**Passage shown:**
⟨
Datamaxx insists that its 2014 claim bears no correlation to the act underlying its 2018 claim because the two Datamaxx products at issue, Omnixx+ and Redtail, "worked differently." More specifically, Datamaxx maintains that in 2014, GTBM alleged that it "reverse-engineered" Greenlight source code and incorporated it into Omnixx+, or, "[a]t its essence, the first lawsuit claimed that Datamaxx misappropriated GTBM's Greenlight source code for its own and falsely held out Omnixx+ as a different product when it was really the same." On the other hand, Datamaxx explains that GTBM never claimed that GTBM used Greenlight source code, but, instead "that users of Redtail were able to access Greenlight's 'functionality' through a back-end application programming interface, called an 'API.'"
⟩
**Given problem A:** Rewrite the paragraph of the Datamaxx passage that begins "Datamaxx insists that its 2014 claim" as a short bulleted list that keeps its main facts.
**Given problem B:** Write the next paragraph of the Datamaxx passage, picking up after its last sentence.

**Information shown:**
⟨
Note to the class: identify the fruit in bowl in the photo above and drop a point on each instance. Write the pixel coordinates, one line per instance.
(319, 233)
⟩
**Exercise result A:**
- Datamaxx argues that its 2014 claim has no connection to the act behind its 2018 claim, because its two products at issue, Omnixx+ and Redtail, "worked differently."
- According to Datamaxx, the 2014 lawsuit alleged that it reverse-engineered GTBM's Greenlight source code, incorporated that code into Omnixx+, and falsely presented Omnixx+ as a different product.
- Datamaxx says the later claim did not involve source code. Instead, it alleged that Redtail users could reach Greenlight's "functionality" through a back-end application programming interface (API).

**Exercise result B:**
"What is an API? The Federal Circuit described an API as a tool that 'allow[s] programmers to use . . . prewritten code to build certain functions into their own programs, rather than write their own code to perform those functions from scratch.' Through an API, a programmer can draw upon a vast library of prewritten code to carry out complex tasks." Google LLC v. Oracle America, Inc., __U.S.__, 141 S.Ct. 1183, 1191 (2021) (quoting Oracle America, Inc. v. Google, Inc., 750 F.3d 1339, 1349 (Fed. Cir. 2014)).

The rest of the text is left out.